• _Required tasks_
[1] Condense the paragraph of the fillet knife thread below that begins "Yep...unhandled" into a short bulleted list that keeps its main facts.
[2] Transcribe the passage of the fillet knife thread below, starting at "Anybody here make" and ending at "for any help.".

• _Text block_
☆ ☆ ☆ ☆ ☆ ☆ ☆

# Fillet Knives



## gman2431 (Feb 16, 2015)

Anybody here make them? 

I've done a little searching also and didn't come up with much for any unhandled knives. Anybody know where ?

Thanks for any help.


----------



## ripjack13 (Feb 16, 2015)

I lknow janz has em...lemme get a link...brb

Reactions: Thank You! 1


----------



## ripjack13 (Feb 16, 2015)

http://www.knifemaking.com/mobile/Category.aspx?id=54 <--mobile phone

http://www.knifemaking.com/SearchResults.asp?Search=Fillet <-- computer

Yep...unhandled. However, I personally have not used em. I did get other knife blades from them and they were decent...


----------



## ripjack13 (Feb 16, 2015)

Oh and usa knife has one ...440 steel

http://usaknifemaker.com/kit-knives...blanks/fillet-knife-blade-002-440c-steel.html


----------



## ripjack13 (Feb 16, 2015)

http://www.knifekits.com/vcom/product_info.php?products_id=2192


http://www.premiumknifesupply.com/search.php?Search=&search_query=fillet+knife


----------



## gman2431 (Feb 16, 2015)

Thanks man. Is it kinda safe to assume you get what you pay for? I was thinking theyd be more.


----------



## ripjack13 (Feb 16, 2015)

I can look for some dasmascus blades....those are over 100 bucks... :)

Reactions: Funny 1


----------



## robert flynt (Feb 16, 2015)

☆ ☆ ☆ ☆ ☆ ☆ ☆

• _Information shown_
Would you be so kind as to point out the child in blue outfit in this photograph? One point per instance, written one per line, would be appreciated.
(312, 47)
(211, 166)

☆ ☆ ☆ ☆ ☆ ☆ ☆

• _Responses_
[1]
- The blades are unhandled.
- The poster has not personally used them.
- The poster has bought other knife blades from the same source and found them decent.

[2]
Anybody here make them? 

I've done a little searching also and didn't come up with much for any unhandled knives. Anybody know where ?

Thanks for any help.